◆ STATED GOAL: Return each line of the data below that contains the word "elderly", copied in full.

◆ DATA EXTRACT:
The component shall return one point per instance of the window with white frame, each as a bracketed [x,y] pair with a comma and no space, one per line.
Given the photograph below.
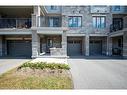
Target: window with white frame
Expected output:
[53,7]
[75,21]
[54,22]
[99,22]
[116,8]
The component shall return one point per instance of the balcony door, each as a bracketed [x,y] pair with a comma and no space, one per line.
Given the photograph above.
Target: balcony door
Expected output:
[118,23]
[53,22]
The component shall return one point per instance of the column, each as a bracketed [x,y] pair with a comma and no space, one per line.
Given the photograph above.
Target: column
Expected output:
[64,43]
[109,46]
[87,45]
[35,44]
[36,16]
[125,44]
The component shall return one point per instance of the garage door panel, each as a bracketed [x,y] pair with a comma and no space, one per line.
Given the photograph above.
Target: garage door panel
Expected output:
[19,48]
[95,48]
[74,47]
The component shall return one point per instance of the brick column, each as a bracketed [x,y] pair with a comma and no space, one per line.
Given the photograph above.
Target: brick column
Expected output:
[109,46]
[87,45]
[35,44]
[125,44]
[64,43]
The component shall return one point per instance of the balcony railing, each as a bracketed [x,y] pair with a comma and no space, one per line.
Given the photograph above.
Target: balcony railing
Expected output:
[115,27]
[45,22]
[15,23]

--

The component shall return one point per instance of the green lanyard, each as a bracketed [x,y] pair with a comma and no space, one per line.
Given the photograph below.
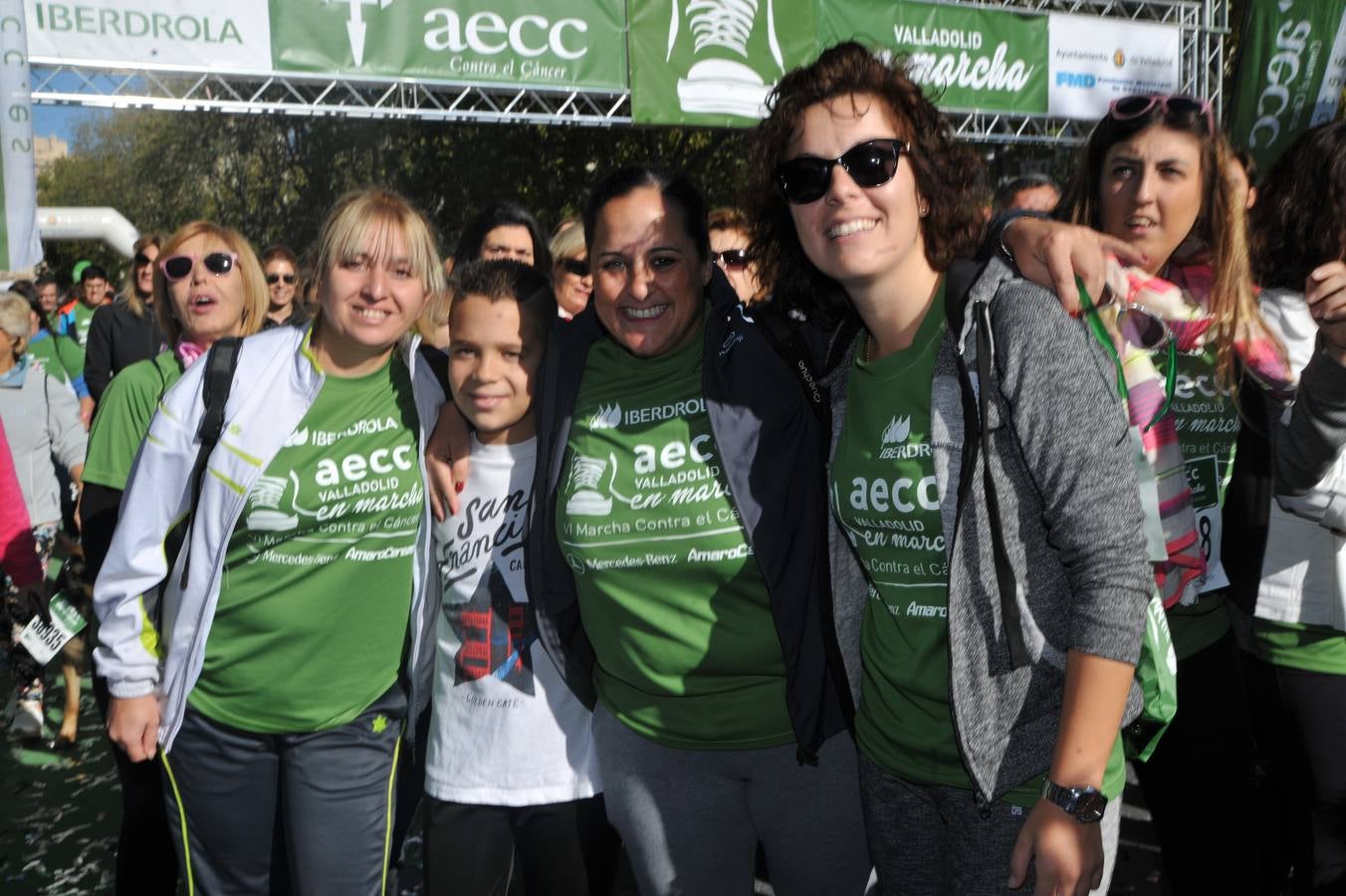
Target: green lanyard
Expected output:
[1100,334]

==

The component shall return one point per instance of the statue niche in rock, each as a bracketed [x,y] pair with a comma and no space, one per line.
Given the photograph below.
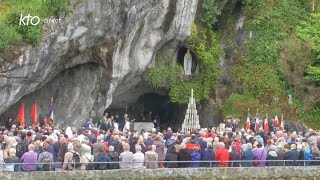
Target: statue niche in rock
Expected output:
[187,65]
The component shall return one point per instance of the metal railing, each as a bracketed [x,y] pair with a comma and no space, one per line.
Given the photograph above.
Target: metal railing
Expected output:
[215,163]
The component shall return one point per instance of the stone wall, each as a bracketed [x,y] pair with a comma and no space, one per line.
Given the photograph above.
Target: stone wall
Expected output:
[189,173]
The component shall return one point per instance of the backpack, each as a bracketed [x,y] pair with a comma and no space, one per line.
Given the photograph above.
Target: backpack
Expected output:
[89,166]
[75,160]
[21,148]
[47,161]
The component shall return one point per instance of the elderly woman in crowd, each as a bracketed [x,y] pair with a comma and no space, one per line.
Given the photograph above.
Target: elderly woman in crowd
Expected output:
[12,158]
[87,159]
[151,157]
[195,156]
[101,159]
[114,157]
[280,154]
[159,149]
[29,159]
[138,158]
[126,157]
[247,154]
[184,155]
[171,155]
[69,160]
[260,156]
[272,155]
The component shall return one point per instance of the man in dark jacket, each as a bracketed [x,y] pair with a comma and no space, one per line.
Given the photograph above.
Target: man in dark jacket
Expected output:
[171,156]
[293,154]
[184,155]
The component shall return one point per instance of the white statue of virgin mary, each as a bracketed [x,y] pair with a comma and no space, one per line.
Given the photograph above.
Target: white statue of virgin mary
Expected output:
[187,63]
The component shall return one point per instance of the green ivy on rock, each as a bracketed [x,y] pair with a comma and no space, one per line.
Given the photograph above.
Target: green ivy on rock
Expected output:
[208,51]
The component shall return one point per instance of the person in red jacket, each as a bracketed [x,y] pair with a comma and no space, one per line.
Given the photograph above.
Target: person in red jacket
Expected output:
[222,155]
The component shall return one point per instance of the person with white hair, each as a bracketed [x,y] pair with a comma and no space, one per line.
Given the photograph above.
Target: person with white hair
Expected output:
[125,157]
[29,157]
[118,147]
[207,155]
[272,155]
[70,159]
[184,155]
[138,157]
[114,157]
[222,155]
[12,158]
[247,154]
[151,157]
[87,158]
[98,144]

◆ FINAL RESULT:
The component shall return one point per instance of the elderly woman in crowd, each as a bracketed [x,y] pair with a comma and no space, one per line.
Target: elderly woman in crowd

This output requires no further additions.